§ Page:
** start **

The actual position of the tool in the tool chuck may be determined by a mechanical measurement, that is to say by measuring by contact of the tool and of the tool chuck with a measuring means. However, it is preferred to determine the actual position in a non-contact manner, in particular by means of a measuring apparatus having an optical system. The measuring apparatus normally comprises a camera and an evaluating unit which evaluates images detected with the camera and determines the actual position of the tool by means of predetermined calculation methods. With such an apparatus, accurate measurements can be carried out in a simple and effective manner. Damage caused by contact between the tool and the measuring apparatus can be reliably avoided.

The actual position of the tool is expediently determined via the actual position of a characteristic element of the tool, for example a cutting edge, a corner or edge or a tip. The actual position of the tool is deduced from the actual position of the characteristic element, or the actual position of the characteristic element is itself regarded as the actual position of the tool. In this case, the actual position of the characteristic element can be determined or checked in the direction in which the tool is inserted into the tool receptacle and/or in the radial direction relative to the rotation axis of the tool. The determination of the actual position of the tool in the direction of insertion enables the correct positioning of the tool in the tool chuck to be checked. The determination of the actual position of the tool in the radial direction enables the concentricity of the tool to be checked and can detect temperature-induced movements and in particular defects in the tool or in the tool chuck.

According to a preferred embodiment of the method according to the invention, the actual position of the tool is monitored during the insertion of the tool into the tool chuck. In this way, unintentional movement of the tool during the insertion, displacement in the tool gripper or canting in the tool chuck can be detected. When the actual position of the tool is being monitored during the insertion, the characteristic element of the tool is expediently freely accessible, so that the monitoring can be effected by means of an optical sensor.

According to a preferred embodiment of the method according to the invention, the actual position is determined in the axial direction and radial direction of the tool after the shrink fitting. In this way, both the actual position in the insertion direction of the tool and unbalance in the radial direction can be determined with great accuracy. If the unbalance is exceeded, that is to say if a tool is clamped in place obliquely beyond a specific value with regard to the insertion direction or axial direction, the process for shrinking the tool in place in the tool chuck can be repeated.

** end **

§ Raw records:
** start **

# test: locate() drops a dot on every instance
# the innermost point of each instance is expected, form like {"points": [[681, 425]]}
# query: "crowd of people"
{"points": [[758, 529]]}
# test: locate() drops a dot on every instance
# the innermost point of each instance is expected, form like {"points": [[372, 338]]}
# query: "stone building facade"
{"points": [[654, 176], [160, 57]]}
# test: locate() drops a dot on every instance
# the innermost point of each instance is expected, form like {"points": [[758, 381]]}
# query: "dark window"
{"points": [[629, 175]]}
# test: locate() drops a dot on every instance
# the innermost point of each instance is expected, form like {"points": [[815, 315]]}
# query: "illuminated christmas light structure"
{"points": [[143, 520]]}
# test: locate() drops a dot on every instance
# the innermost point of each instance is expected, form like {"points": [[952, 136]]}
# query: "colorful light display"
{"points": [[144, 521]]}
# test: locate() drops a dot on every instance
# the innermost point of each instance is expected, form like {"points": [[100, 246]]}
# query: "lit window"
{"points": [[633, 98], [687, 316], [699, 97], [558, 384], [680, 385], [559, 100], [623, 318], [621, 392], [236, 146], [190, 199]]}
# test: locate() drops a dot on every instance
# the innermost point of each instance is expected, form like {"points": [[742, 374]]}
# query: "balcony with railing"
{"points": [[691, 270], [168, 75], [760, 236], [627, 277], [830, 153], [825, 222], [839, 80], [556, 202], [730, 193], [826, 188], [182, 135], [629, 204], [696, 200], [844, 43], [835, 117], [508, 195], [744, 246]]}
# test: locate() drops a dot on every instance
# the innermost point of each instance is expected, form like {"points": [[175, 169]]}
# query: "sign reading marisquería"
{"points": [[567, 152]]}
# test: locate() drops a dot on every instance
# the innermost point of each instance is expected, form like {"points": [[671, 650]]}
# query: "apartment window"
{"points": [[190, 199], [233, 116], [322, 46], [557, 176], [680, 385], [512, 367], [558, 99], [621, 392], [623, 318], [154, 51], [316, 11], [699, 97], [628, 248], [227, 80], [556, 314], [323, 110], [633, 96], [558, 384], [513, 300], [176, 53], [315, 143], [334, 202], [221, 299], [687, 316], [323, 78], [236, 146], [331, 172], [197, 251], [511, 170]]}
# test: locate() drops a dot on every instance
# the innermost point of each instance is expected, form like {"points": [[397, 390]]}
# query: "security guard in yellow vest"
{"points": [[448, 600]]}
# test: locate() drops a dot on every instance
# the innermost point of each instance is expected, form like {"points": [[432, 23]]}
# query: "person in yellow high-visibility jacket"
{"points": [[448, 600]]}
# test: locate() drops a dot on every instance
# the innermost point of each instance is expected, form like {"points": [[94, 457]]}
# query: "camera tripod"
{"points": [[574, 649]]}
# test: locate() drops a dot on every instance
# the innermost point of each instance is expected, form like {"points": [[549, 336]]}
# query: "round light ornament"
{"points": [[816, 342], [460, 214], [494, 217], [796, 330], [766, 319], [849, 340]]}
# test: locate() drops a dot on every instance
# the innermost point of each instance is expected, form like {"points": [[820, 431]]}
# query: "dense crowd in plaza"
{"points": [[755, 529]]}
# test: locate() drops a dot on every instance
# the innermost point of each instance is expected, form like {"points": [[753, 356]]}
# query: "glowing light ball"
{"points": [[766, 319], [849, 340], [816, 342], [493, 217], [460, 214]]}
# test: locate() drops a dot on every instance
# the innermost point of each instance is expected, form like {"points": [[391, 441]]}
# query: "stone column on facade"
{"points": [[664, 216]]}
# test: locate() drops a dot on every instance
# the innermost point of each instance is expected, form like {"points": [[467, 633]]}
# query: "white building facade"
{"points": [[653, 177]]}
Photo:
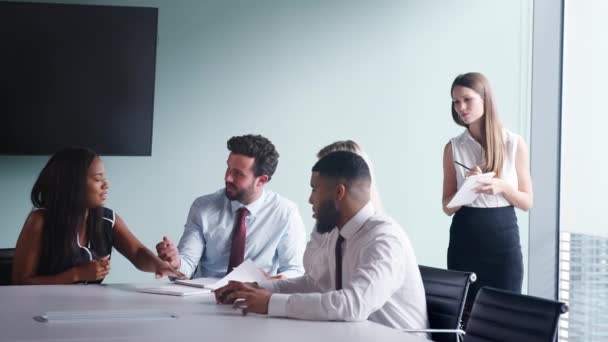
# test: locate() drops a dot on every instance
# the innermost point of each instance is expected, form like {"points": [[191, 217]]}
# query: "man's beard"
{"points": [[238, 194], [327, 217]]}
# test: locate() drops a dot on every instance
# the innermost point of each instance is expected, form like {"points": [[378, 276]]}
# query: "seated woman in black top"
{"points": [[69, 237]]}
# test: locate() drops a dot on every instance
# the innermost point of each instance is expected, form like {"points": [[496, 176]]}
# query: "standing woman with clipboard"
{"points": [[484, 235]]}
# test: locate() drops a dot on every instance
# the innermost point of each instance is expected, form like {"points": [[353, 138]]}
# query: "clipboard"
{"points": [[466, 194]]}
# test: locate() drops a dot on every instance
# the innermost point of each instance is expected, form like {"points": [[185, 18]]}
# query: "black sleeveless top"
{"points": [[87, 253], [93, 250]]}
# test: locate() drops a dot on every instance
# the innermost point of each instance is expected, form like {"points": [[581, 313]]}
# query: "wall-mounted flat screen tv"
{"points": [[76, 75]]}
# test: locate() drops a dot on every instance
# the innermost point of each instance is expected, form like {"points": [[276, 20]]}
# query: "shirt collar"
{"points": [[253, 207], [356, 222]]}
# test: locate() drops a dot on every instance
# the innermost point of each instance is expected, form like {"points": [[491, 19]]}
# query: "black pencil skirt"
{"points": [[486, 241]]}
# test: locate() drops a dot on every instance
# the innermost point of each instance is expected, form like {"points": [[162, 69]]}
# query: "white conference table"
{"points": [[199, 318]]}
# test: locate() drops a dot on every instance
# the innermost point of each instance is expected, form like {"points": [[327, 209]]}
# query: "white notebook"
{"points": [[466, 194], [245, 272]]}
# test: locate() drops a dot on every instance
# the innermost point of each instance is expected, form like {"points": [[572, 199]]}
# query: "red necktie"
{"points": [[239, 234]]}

** end **
** start **

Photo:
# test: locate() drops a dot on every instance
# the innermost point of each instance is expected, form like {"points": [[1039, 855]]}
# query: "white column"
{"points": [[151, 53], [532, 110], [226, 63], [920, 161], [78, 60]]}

** end **

§ Prompt A: State how many lines of the listing contain the string "black". Case counts, and the answer is the number alone.
§ Prompt B: Pick up the passage on determining a tool's actual position in a tool chuck and continue it from its last sentence.

§ Written answer A: 3

§ Written answer B:
The actual position of the tool is expediently defined with regard to a reference point on the tool chuck. The reference point can be determined using an optical system. In numerous applications, however, it may be assumed that the reference point is arranged in an accurate position by the fastening of the tool chuck in a tool-mounting spindle, so that no further measurement of the reference point is required.

During the shrink fitting, the tool is preferably held by a tool gripper which has also held the tool during the measuring. In this way, the risk of a positioning error can be reduced. The tool gripper is expediently able to rotate the tool about its rotation axis so that the tool can be rotated during the measuring and an envelope curve, for example, can be determined.

The tool chuck is advantageously fastened in a spindle during the shrink fitting and is not removed from the spindle until after the actual position has been determined. By the actual position being determined immediately after the shrink fitting, an error can be detected immediately. In addition, the actual position determined in this way can be compared with a subsequently determined actual position, for example after the tool chuck has cooled down, and the reliability of the clamping operation can thus be increased.

In an expedient configuration of the invention, the position is determined after the tool chuck has cooled down below a desired temperature. This ensures that the tool in the tool chuck is no longer subjected to any temperature-induced movement after the position has been determined. Thus that actual position of the tool in the tool chuck which the tool also assumes during a subsequent machining operation can be determined.

A number of tools are advantageously shrunk in place in a respective associated tool chuck and are deposited together with the tool chuck in a loading and unloading magazine, and then the actual position of the tools in the tool chucks is determined. In this way, a number of tools can first be shrunk in place in associated tool chucks and then the tools, after a cooling process, can then be clamped in place again with the tool chuck in a mounting spindle and checked for their position. The mounting spindle can thus already be used during the cooling of a tool chuck for shrinking a next tool in place in another tool chuck.

In a further embodiment of the invention, the tool in the tool chuck is located in a desired position in the tool chuck before the shrink fitting. The desired position is adapted to a subsequent machining process and possibly relates to a distance between a reference point and a significant element of the tool.

Alternatively, the tool is expediently positioned in the tool chuck at a distance from the desired position corresponding to a correction size. Due to the cooling of the tool chuck after the insertion of the tool, the tool firmly enclosed by the tool chuck is moved by a small distance normally in the direction of the rotation axis of the tool. If need be, this movement caused by the thermal contraction of the tool chuck can be completely compensated for by the correction size, so that the tool is located in the desired position after the cooling of the tool chuck.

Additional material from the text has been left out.